Activity →
Nothing should be output except the lines from the top of the material below through the line that contains "pixel 313 34", each exactly as written.

Source material →
------------------------------------------------------------------------

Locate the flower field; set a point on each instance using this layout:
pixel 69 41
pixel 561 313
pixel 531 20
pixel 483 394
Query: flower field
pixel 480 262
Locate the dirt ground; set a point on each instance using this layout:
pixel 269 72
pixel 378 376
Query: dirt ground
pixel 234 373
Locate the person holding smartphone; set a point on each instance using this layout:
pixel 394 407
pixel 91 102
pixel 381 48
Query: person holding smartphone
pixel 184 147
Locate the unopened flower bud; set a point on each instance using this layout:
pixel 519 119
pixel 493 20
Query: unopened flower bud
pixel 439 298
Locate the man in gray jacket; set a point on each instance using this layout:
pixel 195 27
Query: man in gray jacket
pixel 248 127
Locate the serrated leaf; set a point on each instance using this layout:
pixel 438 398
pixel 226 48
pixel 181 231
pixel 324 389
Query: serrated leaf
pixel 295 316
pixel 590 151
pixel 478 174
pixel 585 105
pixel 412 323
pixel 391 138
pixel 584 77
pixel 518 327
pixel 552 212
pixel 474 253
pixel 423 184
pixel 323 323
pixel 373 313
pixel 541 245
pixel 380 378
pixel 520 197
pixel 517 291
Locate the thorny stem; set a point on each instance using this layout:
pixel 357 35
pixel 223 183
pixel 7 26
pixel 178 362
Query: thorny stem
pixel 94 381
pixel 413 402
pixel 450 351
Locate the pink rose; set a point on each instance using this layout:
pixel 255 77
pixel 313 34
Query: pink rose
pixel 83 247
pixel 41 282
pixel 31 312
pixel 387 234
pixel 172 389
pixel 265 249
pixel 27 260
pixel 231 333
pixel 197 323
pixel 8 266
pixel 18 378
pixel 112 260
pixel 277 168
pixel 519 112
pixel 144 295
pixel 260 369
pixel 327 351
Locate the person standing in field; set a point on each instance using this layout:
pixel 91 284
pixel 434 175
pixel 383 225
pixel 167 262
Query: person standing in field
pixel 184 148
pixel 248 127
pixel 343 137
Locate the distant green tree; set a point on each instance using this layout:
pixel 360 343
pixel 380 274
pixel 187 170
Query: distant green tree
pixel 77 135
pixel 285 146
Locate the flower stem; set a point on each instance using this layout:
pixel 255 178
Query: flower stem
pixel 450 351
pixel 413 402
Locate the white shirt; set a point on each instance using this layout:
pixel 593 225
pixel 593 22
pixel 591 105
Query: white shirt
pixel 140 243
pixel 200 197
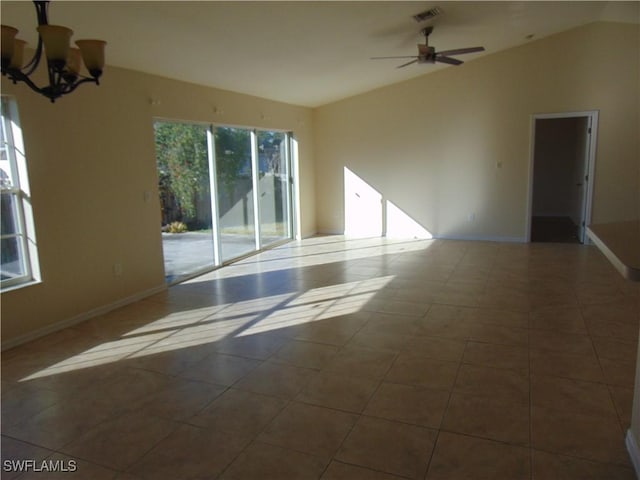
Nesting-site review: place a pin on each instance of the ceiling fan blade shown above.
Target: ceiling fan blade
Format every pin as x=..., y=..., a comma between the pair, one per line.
x=460, y=51
x=449, y=60
x=384, y=58
x=408, y=63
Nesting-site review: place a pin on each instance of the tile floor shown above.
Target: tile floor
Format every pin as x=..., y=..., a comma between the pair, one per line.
x=335, y=359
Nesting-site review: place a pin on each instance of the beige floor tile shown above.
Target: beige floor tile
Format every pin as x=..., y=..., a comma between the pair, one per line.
x=25, y=401
x=500, y=317
x=613, y=328
x=16, y=451
x=180, y=400
x=585, y=436
x=387, y=323
x=409, y=404
x=453, y=328
x=239, y=412
x=558, y=319
x=258, y=347
x=342, y=392
x=390, y=342
x=389, y=447
x=220, y=369
x=499, y=335
x=497, y=356
x=361, y=362
x=397, y=307
x=618, y=373
x=120, y=443
x=262, y=460
x=276, y=379
x=65, y=421
x=171, y=362
x=571, y=395
x=436, y=348
x=409, y=335
x=614, y=349
x=623, y=400
x=508, y=385
x=305, y=354
x=63, y=466
x=310, y=429
x=334, y=331
x=507, y=298
x=412, y=369
x=547, y=466
x=458, y=456
x=561, y=342
x=580, y=367
x=489, y=418
x=342, y=471
x=187, y=453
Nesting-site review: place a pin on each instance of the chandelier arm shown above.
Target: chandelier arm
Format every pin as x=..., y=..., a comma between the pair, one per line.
x=42, y=8
x=62, y=80
x=17, y=76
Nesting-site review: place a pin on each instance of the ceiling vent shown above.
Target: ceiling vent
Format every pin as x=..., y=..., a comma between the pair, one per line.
x=428, y=15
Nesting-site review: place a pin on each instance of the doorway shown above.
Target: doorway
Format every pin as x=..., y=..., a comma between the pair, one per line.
x=561, y=179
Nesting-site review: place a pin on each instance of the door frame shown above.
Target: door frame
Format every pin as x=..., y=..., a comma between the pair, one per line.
x=592, y=133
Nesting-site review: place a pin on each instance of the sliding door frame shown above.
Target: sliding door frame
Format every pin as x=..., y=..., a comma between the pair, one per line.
x=257, y=208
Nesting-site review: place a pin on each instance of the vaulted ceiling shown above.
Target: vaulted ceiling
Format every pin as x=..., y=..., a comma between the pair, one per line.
x=306, y=53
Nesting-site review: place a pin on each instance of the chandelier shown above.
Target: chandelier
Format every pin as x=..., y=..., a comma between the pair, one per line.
x=63, y=61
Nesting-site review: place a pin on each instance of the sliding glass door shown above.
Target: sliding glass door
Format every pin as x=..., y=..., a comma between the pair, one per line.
x=185, y=197
x=274, y=198
x=225, y=193
x=234, y=173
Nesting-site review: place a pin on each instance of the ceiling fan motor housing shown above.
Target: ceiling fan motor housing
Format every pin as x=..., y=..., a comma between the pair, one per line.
x=427, y=54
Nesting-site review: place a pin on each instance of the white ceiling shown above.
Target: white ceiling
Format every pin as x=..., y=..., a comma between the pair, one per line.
x=305, y=53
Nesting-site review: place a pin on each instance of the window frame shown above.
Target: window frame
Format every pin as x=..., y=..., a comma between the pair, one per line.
x=18, y=190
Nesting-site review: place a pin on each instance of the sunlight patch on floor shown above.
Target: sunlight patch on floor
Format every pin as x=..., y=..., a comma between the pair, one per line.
x=244, y=319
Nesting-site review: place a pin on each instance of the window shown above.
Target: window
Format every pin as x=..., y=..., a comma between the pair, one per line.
x=18, y=252
x=226, y=191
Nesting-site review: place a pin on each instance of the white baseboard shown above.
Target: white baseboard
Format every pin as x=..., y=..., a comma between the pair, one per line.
x=69, y=322
x=634, y=451
x=481, y=238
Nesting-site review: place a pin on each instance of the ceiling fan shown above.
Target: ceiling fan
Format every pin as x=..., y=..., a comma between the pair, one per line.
x=427, y=54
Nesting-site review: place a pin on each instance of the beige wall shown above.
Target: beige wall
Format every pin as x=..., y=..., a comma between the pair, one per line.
x=91, y=159
x=432, y=145
x=635, y=415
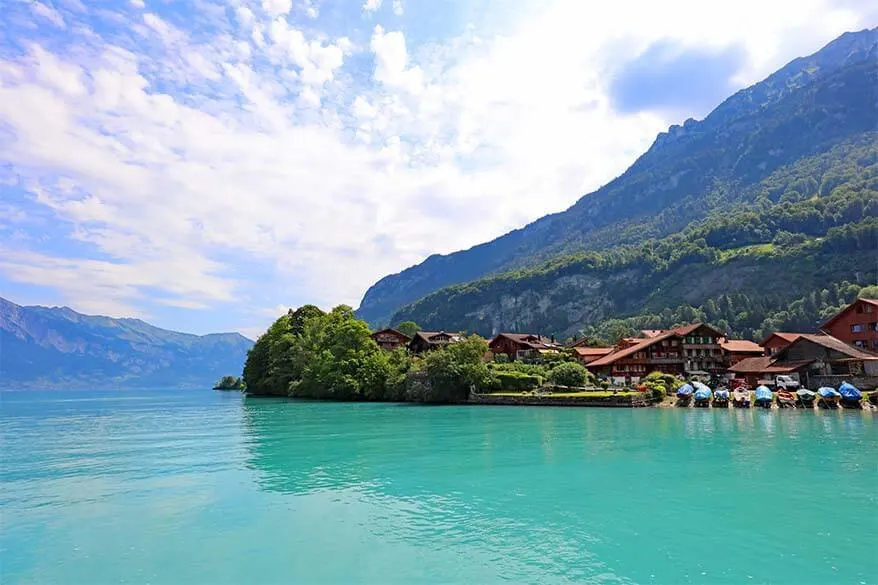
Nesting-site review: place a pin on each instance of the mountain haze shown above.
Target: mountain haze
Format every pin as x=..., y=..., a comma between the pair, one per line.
x=800, y=142
x=43, y=347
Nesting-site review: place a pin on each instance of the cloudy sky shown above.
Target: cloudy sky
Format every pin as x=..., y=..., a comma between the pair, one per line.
x=203, y=164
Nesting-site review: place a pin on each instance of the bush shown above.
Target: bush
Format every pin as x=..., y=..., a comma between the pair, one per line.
x=569, y=374
x=518, y=381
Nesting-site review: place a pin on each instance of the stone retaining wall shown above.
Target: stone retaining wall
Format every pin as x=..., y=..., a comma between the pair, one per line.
x=548, y=400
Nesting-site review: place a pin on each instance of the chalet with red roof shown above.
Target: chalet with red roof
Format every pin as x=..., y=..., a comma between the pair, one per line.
x=856, y=324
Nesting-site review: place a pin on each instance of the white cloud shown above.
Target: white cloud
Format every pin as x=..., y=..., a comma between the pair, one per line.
x=48, y=13
x=167, y=186
x=277, y=7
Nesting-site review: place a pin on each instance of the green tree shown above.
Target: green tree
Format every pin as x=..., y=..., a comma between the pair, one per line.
x=408, y=328
x=569, y=374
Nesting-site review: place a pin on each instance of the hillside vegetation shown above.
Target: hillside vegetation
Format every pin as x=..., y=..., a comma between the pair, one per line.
x=772, y=196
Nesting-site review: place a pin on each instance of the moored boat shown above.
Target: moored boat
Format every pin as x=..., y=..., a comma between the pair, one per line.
x=850, y=395
x=721, y=397
x=764, y=397
x=785, y=399
x=805, y=398
x=702, y=394
x=684, y=394
x=741, y=397
x=828, y=397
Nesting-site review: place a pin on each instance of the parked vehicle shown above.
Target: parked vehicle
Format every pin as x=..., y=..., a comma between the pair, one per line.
x=702, y=394
x=850, y=395
x=829, y=397
x=805, y=398
x=786, y=382
x=786, y=399
x=741, y=397
x=764, y=397
x=721, y=397
x=684, y=394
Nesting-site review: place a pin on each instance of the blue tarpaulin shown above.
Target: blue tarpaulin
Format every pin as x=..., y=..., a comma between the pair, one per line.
x=849, y=391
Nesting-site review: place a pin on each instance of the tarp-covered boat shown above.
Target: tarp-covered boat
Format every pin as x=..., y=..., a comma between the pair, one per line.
x=702, y=394
x=721, y=397
x=828, y=397
x=763, y=396
x=805, y=397
x=741, y=397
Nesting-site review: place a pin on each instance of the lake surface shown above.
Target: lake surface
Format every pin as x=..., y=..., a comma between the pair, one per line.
x=209, y=487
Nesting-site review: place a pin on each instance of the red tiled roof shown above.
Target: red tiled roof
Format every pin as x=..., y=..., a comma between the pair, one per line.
x=788, y=337
x=766, y=365
x=741, y=346
x=835, y=344
x=628, y=351
x=832, y=319
x=591, y=351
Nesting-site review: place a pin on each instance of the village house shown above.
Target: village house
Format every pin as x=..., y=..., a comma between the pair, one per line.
x=702, y=348
x=390, y=339
x=587, y=355
x=522, y=345
x=818, y=360
x=856, y=324
x=778, y=341
x=636, y=358
x=427, y=340
x=735, y=350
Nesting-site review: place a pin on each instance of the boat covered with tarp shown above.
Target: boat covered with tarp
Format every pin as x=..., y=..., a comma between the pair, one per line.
x=702, y=394
x=849, y=392
x=763, y=396
x=741, y=396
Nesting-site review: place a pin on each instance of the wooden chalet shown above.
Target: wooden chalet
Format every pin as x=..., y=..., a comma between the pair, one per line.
x=587, y=355
x=390, y=339
x=523, y=345
x=735, y=350
x=427, y=340
x=637, y=358
x=856, y=324
x=777, y=341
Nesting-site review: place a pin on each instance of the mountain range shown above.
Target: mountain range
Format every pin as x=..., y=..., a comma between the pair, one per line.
x=56, y=347
x=772, y=195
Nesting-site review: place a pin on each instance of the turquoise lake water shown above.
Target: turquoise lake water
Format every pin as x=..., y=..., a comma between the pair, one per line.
x=208, y=487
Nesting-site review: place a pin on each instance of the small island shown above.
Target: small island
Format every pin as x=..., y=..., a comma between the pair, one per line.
x=230, y=383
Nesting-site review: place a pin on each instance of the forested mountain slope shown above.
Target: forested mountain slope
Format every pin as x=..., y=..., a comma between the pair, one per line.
x=695, y=171
x=56, y=347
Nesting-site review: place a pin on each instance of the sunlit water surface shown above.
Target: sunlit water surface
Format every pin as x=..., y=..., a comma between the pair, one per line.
x=210, y=487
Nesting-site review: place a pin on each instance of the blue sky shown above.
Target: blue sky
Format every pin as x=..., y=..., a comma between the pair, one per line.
x=204, y=164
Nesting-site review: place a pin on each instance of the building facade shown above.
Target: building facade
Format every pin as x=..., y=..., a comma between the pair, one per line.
x=390, y=339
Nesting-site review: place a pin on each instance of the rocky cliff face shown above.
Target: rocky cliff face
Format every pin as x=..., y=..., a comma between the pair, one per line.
x=43, y=347
x=689, y=173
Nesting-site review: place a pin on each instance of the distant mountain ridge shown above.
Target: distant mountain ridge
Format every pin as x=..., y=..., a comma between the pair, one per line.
x=692, y=172
x=57, y=347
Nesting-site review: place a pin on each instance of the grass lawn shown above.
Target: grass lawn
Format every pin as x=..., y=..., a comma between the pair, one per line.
x=600, y=394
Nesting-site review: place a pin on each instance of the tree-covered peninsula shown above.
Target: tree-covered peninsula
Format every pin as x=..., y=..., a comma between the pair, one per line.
x=308, y=353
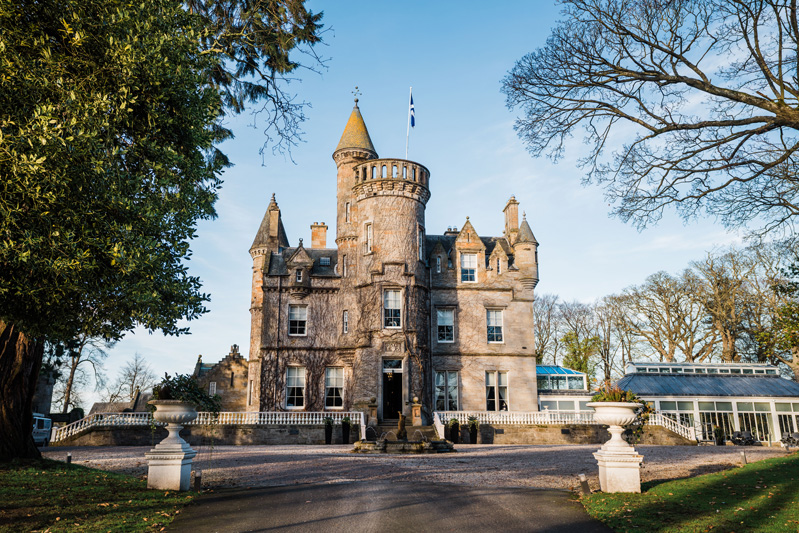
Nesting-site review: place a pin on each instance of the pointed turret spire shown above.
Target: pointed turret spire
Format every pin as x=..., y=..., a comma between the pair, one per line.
x=525, y=233
x=271, y=233
x=355, y=133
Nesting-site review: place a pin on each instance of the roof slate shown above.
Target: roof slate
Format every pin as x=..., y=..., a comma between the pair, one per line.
x=695, y=385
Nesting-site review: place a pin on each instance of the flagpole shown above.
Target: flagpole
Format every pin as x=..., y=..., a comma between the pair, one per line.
x=408, y=132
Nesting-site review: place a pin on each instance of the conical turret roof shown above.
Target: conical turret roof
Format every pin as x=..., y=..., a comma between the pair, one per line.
x=525, y=233
x=263, y=238
x=355, y=133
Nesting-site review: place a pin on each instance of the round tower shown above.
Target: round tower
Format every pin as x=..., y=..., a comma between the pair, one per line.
x=354, y=148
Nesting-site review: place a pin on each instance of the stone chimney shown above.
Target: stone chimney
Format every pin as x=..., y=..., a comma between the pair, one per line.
x=318, y=235
x=511, y=220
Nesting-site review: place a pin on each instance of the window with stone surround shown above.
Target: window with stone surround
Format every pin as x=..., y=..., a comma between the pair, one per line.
x=468, y=268
x=295, y=387
x=446, y=385
x=392, y=308
x=494, y=323
x=334, y=386
x=367, y=245
x=298, y=320
x=496, y=391
x=445, y=319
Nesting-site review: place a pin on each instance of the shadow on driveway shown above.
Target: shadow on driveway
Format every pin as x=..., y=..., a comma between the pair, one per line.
x=384, y=506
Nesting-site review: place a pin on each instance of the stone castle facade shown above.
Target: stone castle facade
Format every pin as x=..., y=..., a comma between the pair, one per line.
x=391, y=312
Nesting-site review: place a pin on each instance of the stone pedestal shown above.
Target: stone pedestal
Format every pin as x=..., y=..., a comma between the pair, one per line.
x=169, y=469
x=619, y=472
x=619, y=463
x=169, y=463
x=416, y=412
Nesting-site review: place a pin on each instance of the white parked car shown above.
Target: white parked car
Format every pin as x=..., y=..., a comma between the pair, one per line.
x=41, y=429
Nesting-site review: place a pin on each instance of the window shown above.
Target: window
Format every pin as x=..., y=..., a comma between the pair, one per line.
x=391, y=309
x=420, y=233
x=367, y=246
x=334, y=385
x=496, y=391
x=295, y=387
x=298, y=318
x=468, y=267
x=446, y=391
x=446, y=325
x=494, y=321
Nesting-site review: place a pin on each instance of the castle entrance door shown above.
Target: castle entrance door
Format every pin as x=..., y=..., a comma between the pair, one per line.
x=392, y=388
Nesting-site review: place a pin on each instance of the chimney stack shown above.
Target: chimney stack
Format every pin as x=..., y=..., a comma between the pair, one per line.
x=318, y=235
x=511, y=220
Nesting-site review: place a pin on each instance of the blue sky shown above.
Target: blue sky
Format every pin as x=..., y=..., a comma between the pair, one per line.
x=455, y=55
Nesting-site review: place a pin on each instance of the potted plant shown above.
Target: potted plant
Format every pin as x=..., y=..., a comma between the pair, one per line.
x=718, y=436
x=328, y=430
x=616, y=408
x=346, y=424
x=454, y=430
x=176, y=401
x=474, y=426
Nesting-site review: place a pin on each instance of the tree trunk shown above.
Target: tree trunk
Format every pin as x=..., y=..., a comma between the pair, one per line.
x=68, y=388
x=20, y=361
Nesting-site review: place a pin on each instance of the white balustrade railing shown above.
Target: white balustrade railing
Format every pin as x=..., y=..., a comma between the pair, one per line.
x=297, y=418
x=441, y=418
x=658, y=419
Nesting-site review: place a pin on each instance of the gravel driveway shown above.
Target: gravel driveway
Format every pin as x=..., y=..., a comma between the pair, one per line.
x=476, y=465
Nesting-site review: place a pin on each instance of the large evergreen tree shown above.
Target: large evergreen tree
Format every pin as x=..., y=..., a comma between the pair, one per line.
x=108, y=121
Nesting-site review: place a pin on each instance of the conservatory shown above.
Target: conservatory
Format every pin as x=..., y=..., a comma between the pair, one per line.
x=732, y=396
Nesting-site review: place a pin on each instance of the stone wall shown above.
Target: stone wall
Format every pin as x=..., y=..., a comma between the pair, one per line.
x=288, y=434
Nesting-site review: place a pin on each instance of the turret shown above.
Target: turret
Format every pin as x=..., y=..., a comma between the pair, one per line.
x=526, y=251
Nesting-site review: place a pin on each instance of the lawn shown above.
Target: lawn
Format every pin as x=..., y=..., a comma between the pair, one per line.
x=762, y=497
x=46, y=495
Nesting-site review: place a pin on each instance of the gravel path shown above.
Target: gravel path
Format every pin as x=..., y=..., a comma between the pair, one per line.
x=476, y=465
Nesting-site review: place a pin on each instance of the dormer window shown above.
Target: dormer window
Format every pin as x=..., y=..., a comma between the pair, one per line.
x=468, y=268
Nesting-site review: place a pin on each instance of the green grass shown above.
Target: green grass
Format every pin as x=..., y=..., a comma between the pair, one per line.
x=759, y=497
x=45, y=495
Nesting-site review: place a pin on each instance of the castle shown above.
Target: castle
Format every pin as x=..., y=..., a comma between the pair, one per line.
x=391, y=313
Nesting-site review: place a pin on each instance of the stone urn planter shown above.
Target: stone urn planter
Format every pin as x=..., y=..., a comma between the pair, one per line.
x=619, y=462
x=170, y=460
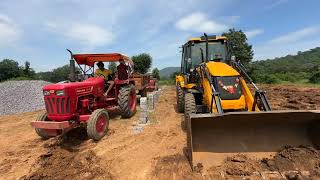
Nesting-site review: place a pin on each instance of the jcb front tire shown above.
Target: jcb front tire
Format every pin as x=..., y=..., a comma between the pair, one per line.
x=190, y=107
x=180, y=98
x=127, y=101
x=97, y=125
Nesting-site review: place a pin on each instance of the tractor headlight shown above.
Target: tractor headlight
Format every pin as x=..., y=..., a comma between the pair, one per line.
x=46, y=93
x=60, y=93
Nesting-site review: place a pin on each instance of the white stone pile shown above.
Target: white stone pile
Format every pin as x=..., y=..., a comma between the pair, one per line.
x=147, y=106
x=21, y=96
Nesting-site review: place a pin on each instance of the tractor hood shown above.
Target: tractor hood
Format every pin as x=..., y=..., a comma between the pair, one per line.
x=76, y=88
x=221, y=69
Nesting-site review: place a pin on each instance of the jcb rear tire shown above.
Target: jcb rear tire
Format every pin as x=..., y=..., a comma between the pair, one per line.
x=189, y=107
x=41, y=132
x=180, y=98
x=127, y=101
x=97, y=125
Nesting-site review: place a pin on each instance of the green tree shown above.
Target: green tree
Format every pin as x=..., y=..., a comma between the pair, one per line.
x=156, y=73
x=9, y=69
x=28, y=71
x=112, y=66
x=241, y=48
x=315, y=76
x=142, y=63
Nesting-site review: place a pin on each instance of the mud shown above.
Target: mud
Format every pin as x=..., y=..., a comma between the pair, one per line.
x=156, y=153
x=63, y=158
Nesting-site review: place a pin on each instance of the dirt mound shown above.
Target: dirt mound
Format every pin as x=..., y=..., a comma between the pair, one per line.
x=285, y=97
x=295, y=158
x=64, y=159
x=291, y=163
x=173, y=167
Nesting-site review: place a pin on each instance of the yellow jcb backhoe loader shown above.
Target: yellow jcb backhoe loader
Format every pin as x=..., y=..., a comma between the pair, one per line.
x=223, y=118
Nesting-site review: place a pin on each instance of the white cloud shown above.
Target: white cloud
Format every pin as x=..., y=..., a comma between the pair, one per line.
x=289, y=43
x=9, y=31
x=295, y=36
x=89, y=35
x=199, y=22
x=253, y=33
x=276, y=3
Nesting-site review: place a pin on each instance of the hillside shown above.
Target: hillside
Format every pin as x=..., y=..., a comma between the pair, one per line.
x=166, y=72
x=292, y=68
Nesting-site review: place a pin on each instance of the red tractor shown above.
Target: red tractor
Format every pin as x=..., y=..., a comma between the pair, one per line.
x=82, y=101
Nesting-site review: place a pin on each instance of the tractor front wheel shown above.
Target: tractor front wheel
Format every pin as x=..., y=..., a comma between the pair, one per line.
x=127, y=101
x=97, y=125
x=42, y=132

------------------------------------------------------------------------

Answer space →
Locate the flower field; set a point on each instance using this layout:
pixel 69 41
pixel 561 313
pixel 531 20
pixel 483 394
Query: flower field
pixel 480 262
Locate the dirt ground; set a point on each instance using this layout:
pixel 269 72
pixel 378 376
Query: dirt ground
pixel 234 373
Locate the person holding smartphone; set a point on each instance using this layout:
pixel 394 407
pixel 91 102
pixel 381 48
Query: person holding smartphone
pixel 184 147
Locate the unopened flower bud; set a point on each instance using this layout:
pixel 519 119
pixel 493 20
Query: unopened flower bud
pixel 439 298
Locate the man in gray jacket; set a point on each instance using this layout:
pixel 195 27
Query: man in gray jacket
pixel 248 127
Locate the serrated leaf; set a point on each instance using this layout:
pixel 438 398
pixel 226 48
pixel 181 231
pixel 324 389
Query: serrated leaf
pixel 295 316
pixel 590 151
pixel 478 174
pixel 585 105
pixel 412 323
pixel 391 138
pixel 584 77
pixel 518 327
pixel 552 212
pixel 474 253
pixel 423 184
pixel 323 323
pixel 373 313
pixel 541 245
pixel 380 378
pixel 520 197
pixel 517 291
Locate the thorny stem; set a point on each instance using this layout:
pixel 357 35
pixel 223 183
pixel 7 26
pixel 178 362
Query: thorny stem
pixel 94 381
pixel 413 402
pixel 450 351
Locate the pink rose; set a point on each instance using this layout:
pixel 255 77
pixel 313 34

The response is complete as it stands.